*** Data extract ***

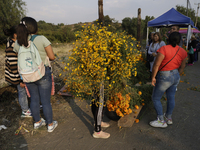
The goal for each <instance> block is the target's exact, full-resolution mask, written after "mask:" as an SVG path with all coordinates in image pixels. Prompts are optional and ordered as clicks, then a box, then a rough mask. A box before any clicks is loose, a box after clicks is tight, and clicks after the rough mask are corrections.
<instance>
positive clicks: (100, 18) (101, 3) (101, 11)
mask: <svg viewBox="0 0 200 150" xmlns="http://www.w3.org/2000/svg"><path fill="white" fill-rule="evenodd" d="M98 6H99V23H100V24H101V23H102V24H103V0H98Z"/></svg>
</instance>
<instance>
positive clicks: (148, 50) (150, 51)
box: [148, 43, 152, 55]
mask: <svg viewBox="0 0 200 150" xmlns="http://www.w3.org/2000/svg"><path fill="white" fill-rule="evenodd" d="M151 46H152V43H151V44H150V46H149V49H148V54H149V55H152V52H151V51H150V49H151Z"/></svg>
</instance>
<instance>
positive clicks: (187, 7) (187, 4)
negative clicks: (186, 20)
mask: <svg viewBox="0 0 200 150" xmlns="http://www.w3.org/2000/svg"><path fill="white" fill-rule="evenodd" d="M188 4H189V0H187V16H188Z"/></svg>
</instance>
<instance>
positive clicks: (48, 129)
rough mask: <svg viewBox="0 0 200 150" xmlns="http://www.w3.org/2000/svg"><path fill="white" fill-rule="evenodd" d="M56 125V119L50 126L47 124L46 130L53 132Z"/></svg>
mask: <svg viewBox="0 0 200 150" xmlns="http://www.w3.org/2000/svg"><path fill="white" fill-rule="evenodd" d="M57 126H58V122H57V121H53V125H52V126H48V132H53V130H54V129H55V128H56V127H57Z"/></svg>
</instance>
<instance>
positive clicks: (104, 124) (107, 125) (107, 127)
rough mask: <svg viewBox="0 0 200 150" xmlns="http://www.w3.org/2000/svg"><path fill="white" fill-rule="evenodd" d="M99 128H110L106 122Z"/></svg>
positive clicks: (101, 125) (106, 122) (109, 126)
mask: <svg viewBox="0 0 200 150" xmlns="http://www.w3.org/2000/svg"><path fill="white" fill-rule="evenodd" d="M101 127H103V128H108V127H110V124H109V123H107V122H103V121H102V122H101Z"/></svg>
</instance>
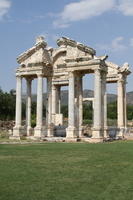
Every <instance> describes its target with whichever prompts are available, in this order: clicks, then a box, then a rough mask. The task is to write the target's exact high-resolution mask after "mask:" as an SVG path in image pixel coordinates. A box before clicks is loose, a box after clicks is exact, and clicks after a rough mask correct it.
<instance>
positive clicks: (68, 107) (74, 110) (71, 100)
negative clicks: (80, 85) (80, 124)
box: [66, 72, 76, 138]
mask: <svg viewBox="0 0 133 200" xmlns="http://www.w3.org/2000/svg"><path fill="white" fill-rule="evenodd" d="M66 137H67V138H74V137H76V129H75V76H74V73H73V72H70V73H69V98H68V128H67V129H66Z"/></svg>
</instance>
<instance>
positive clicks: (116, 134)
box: [116, 127, 125, 139]
mask: <svg viewBox="0 0 133 200" xmlns="http://www.w3.org/2000/svg"><path fill="white" fill-rule="evenodd" d="M124 134H125V127H120V128H118V131H117V134H116V139H123V138H124Z"/></svg>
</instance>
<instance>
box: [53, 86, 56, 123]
mask: <svg viewBox="0 0 133 200" xmlns="http://www.w3.org/2000/svg"><path fill="white" fill-rule="evenodd" d="M56 93H57V90H56V86H55V85H52V123H53V124H55V114H56V106H57V101H56V100H57V98H56V96H57V95H56Z"/></svg>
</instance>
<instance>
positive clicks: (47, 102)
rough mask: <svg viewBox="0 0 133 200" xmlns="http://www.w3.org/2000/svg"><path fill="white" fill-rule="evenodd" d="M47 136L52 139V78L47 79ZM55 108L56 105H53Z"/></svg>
mask: <svg viewBox="0 0 133 200" xmlns="http://www.w3.org/2000/svg"><path fill="white" fill-rule="evenodd" d="M47 100H48V102H47V136H48V137H53V134H54V133H53V125H52V78H51V77H48V78H47ZM55 106H56V105H55Z"/></svg>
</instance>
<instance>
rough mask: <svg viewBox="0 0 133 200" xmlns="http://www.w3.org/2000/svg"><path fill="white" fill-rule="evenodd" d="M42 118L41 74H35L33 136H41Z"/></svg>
mask: <svg viewBox="0 0 133 200" xmlns="http://www.w3.org/2000/svg"><path fill="white" fill-rule="evenodd" d="M42 120H43V76H42V74H38V75H37V116H36V127H35V131H34V137H37V138H41V137H42V131H43V128H42Z"/></svg>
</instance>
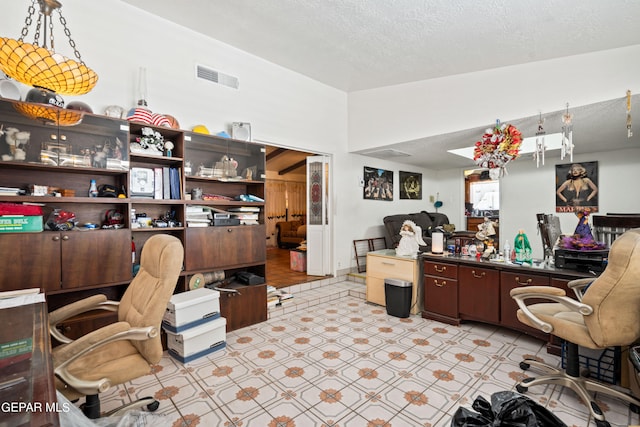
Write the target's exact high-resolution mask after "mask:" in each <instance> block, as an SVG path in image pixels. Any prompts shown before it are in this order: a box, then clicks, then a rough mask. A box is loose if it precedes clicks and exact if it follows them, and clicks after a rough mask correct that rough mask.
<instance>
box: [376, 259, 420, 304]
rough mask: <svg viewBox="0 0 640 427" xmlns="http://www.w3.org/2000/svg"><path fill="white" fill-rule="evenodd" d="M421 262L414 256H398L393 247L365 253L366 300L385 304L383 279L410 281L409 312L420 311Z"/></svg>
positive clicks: (384, 297)
mask: <svg viewBox="0 0 640 427" xmlns="http://www.w3.org/2000/svg"><path fill="white" fill-rule="evenodd" d="M421 265H422V262H418V260H417V259H416V258H411V257H406V256H398V255H396V251H395V250H394V249H382V250H379V251H372V252H369V253H367V295H366V300H367V301H368V302H371V303H374V304H378V305H381V306H386V300H385V284H384V279H387V278H388V279H400V280H406V281H408V282H411V284H412V286H411V314H418V313H420V312H421V311H422V273H421V271H422V269H421Z"/></svg>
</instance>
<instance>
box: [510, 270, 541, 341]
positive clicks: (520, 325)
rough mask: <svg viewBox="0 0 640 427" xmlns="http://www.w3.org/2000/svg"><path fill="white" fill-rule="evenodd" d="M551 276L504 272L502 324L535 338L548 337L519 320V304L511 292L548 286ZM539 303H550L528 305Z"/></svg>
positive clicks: (538, 330) (525, 272)
mask: <svg viewBox="0 0 640 427" xmlns="http://www.w3.org/2000/svg"><path fill="white" fill-rule="evenodd" d="M548 285H549V276H542V275H535V274H528V273H526V272H523V273H511V272H506V271H503V272H501V273H500V324H501V325H504V326H506V327H508V328H515V329H519V330H522V331H525V332H527V333H529V334H530V335H534V336H546V334H545V333H544V332H542V331H540V330H538V329H535V328H532V327H530V326H527V325H525V324H524V323H522V322H520V321H519V320H518V316H517V314H516V312H517V311H518V304H516V302H515V300H514V299H513V298H511V295H510V294H509V292H511V289H514V288H519V287H522V286H548ZM537 302H549V301H546V300H533V299H532V300H528V301H527V305H528V304H535V303H537Z"/></svg>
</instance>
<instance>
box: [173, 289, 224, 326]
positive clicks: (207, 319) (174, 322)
mask: <svg viewBox="0 0 640 427" xmlns="http://www.w3.org/2000/svg"><path fill="white" fill-rule="evenodd" d="M219 317H220V292H218V291H215V290H213V289H207V288H198V289H194V290H192V291H187V292H182V293H179V294H175V295H174V296H172V297H171V300H170V301H169V304H168V305H167V310H166V311H165V313H164V317H163V318H162V327H163V329H164V330H166V331H167V332H173V333H178V332H182V331H185V330H187V329H189V328H193V327H195V326H198V325H202V324H204V323H207V322H210V321H212V320H215V319H217V318H219Z"/></svg>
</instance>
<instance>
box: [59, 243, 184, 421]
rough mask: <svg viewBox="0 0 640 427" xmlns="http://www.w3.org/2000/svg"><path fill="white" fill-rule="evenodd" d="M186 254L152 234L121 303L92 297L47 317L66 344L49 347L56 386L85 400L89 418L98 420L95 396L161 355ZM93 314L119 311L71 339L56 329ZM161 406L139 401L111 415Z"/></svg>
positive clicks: (132, 403) (97, 409)
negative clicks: (162, 328)
mask: <svg viewBox="0 0 640 427" xmlns="http://www.w3.org/2000/svg"><path fill="white" fill-rule="evenodd" d="M183 256H184V250H183V247H182V243H181V242H180V240H178V239H177V238H176V237H174V236H170V235H166V234H158V235H154V236H152V237H151V238H149V239H148V240H147V242H146V243H145V245H144V246H143V248H142V255H141V260H140V261H141V262H140V270H139V272H138V274H137V275H136V277H135V278H134V279H133V281H132V282H131V283H130V284H129V286H128V287H127V289H126V291H125V293H124V295H123V296H122V299H121V300H120V301H119V302H114V301H107V298H106V296H104V295H94V296H91V297H89V298H86V299H84V300H81V301H77V302H75V303H72V304H69V305H67V306H64V307H62V308H60V309H58V310H55V311H53V312H51V313H50V314H49V328H50V331H51V335H52V336H53V337H55V338H56V339H57V340H58V341H60V342H62V343H65V344H63V345H60V346H58V347H56V348H54V349H53V364H54V372H55V375H56V388H57V389H58V390H59V391H60V392H61V393H63V394H64V395H65V397H67V398H68V399H69V400H72V401H73V400H76V399H78V398H80V397H81V396H86V400H85V403H84V406H83V411H84V413H85V415H87V417H89V418H98V417H99V416H100V400H99V398H98V394H99V393H102V392H104V391H106V390H107V389H108V388H109V387H111V386H112V385H117V384H122V383H124V382H127V381H130V380H132V379H135V378H138V377H141V376H143V375H146V374H148V373H150V372H151V365H152V364H155V363H158V362H159V361H160V358H161V357H162V344H161V342H160V334H159V328H160V323H161V322H162V317H163V315H164V312H165V310H166V308H167V304H168V303H169V299H170V298H171V295H172V294H173V291H174V289H175V286H176V283H177V280H178V276H179V274H180V271H181V269H182V261H183ZM91 310H109V311H117V313H118V321H117V322H116V323H113V324H110V325H107V326H105V327H103V328H100V329H98V330H96V331H93V332H91V333H89V334H87V335H85V336H83V337H80V338H79V339H77V340H75V341H72V340H70V339H69V338H67V337H65V336H64V335H63V334H62V333H60V331H59V330H58V328H57V327H56V326H57V325H58V324H59V323H61V322H62V321H64V320H65V319H69V318H70V317H73V316H75V315H78V314H80V313H84V312H88V311H91ZM158 405H159V403H158V402H157V401H156V400H154V399H153V398H151V397H148V398H144V399H141V400H140V401H137V402H134V403H132V404H131V405H127V407H125V408H119V410H118V411H113V412H112V413H110V415H111V414H113V413H117V414H120V413H122V412H124V411H125V410H129V409H133V408H142V407H144V406H146V407H147V409H148V410H150V411H155V410H156V409H157V408H158Z"/></svg>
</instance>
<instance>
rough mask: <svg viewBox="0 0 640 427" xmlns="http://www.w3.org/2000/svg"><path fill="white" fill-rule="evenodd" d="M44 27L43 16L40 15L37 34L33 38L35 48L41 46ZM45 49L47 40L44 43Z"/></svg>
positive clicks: (37, 29) (44, 41) (36, 26)
mask: <svg viewBox="0 0 640 427" xmlns="http://www.w3.org/2000/svg"><path fill="white" fill-rule="evenodd" d="M41 26H42V15H38V23H37V24H36V33H35V34H34V36H33V44H34V45H35V46H40V43H39V42H40V27H41ZM43 45H44V47H46V46H47V40H46V39H45V40H44V41H43Z"/></svg>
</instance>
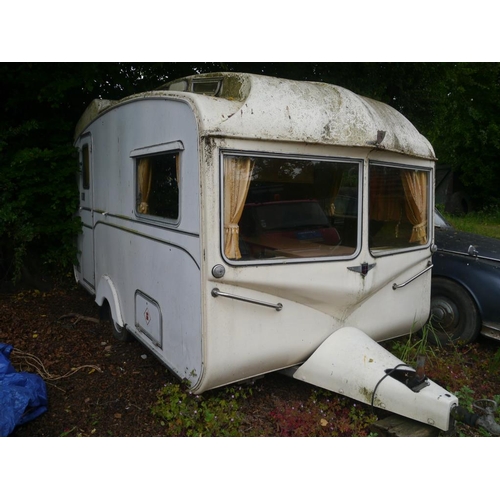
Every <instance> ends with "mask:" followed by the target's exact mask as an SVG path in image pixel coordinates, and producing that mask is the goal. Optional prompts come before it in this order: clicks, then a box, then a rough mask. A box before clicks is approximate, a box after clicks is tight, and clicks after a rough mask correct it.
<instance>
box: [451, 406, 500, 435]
mask: <svg viewBox="0 0 500 500" xmlns="http://www.w3.org/2000/svg"><path fill="white" fill-rule="evenodd" d="M497 407H498V405H497V403H496V402H495V401H493V400H492V399H478V400H477V401H475V402H474V404H473V405H472V408H473V409H474V410H475V411H477V412H478V413H473V412H470V411H469V410H467V409H466V408H464V407H462V406H455V407H453V408H452V409H451V416H452V417H453V418H454V419H455V420H456V421H457V422H462V423H464V424H466V425H470V426H471V427H482V428H483V429H484V430H486V431H488V432H489V433H490V434H492V435H493V436H500V425H499V424H498V423H497V422H496V420H495V417H494V415H495V412H496V410H497Z"/></svg>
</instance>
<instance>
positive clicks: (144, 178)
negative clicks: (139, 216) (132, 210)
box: [136, 152, 180, 220]
mask: <svg viewBox="0 0 500 500" xmlns="http://www.w3.org/2000/svg"><path fill="white" fill-rule="evenodd" d="M179 165H180V163H179V153H178V152H174V153H172V152H169V153H162V154H155V155H151V156H143V157H140V158H136V185H137V203H136V211H137V213H139V214H141V215H150V216H153V217H161V218H164V219H173V220H177V219H178V218H179V182H180V169H179Z"/></svg>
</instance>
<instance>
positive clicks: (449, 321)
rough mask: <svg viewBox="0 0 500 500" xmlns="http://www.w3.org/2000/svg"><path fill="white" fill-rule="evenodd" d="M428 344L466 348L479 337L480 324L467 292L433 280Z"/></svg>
mask: <svg viewBox="0 0 500 500" xmlns="http://www.w3.org/2000/svg"><path fill="white" fill-rule="evenodd" d="M429 323H430V326H431V328H430V332H429V340H431V341H432V342H433V343H435V344H439V345H446V344H457V343H463V344H468V343H469V342H472V341H473V340H474V339H475V338H476V337H477V336H478V334H479V329H480V326H481V320H480V317H479V311H478V309H477V306H476V303H475V302H474V300H473V298H472V297H471V295H470V294H469V292H468V291H467V290H466V289H465V288H464V287H462V286H461V285H459V284H458V283H456V282H454V281H452V280H449V279H446V278H433V279H432V290H431V317H430V321H429Z"/></svg>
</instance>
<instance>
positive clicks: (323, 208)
mask: <svg viewBox="0 0 500 500" xmlns="http://www.w3.org/2000/svg"><path fill="white" fill-rule="evenodd" d="M223 171H224V193H223V197H224V214H223V224H224V253H225V255H226V257H227V258H228V259H231V260H243V261H250V260H262V259H304V258H328V257H340V256H346V255H352V254H353V253H354V252H355V251H356V248H357V246H358V185H359V172H360V164H359V162H356V161H352V162H340V161H322V160H313V159H296V158H284V157H273V158H271V157H260V156H256V157H249V156H236V155H226V156H224V160H223Z"/></svg>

***

### Task description
Please filter the listing above and copy out every line that contains the string "negative". Case counts.

### Final answer
negative clicks: (186, 20)
negative clicks: (80, 85) (80, 124)
negative clicks: (162, 328)
negative clicks: (139, 216) (132, 210)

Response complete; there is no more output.